WORK TO COMPLETE
Format every line of the items below as a Markdown table with two columns, Row and Line, leaving out blank lines.

------ RECORDS SHOWN ------

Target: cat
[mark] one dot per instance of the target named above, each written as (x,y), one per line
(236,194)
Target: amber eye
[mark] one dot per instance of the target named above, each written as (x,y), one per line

------

TASK SOLUTION
| Row | Line |
|---|---|
| 1 | Target: cat |
| 2 | [mark] one dot per instance of the target named above, each written as (x,y), one per line |
| 3 | (236,194) |
| 4 | Target: amber eye |
| 5 | [mark] one dot per instance of the target named above, each written as (x,y), one per line |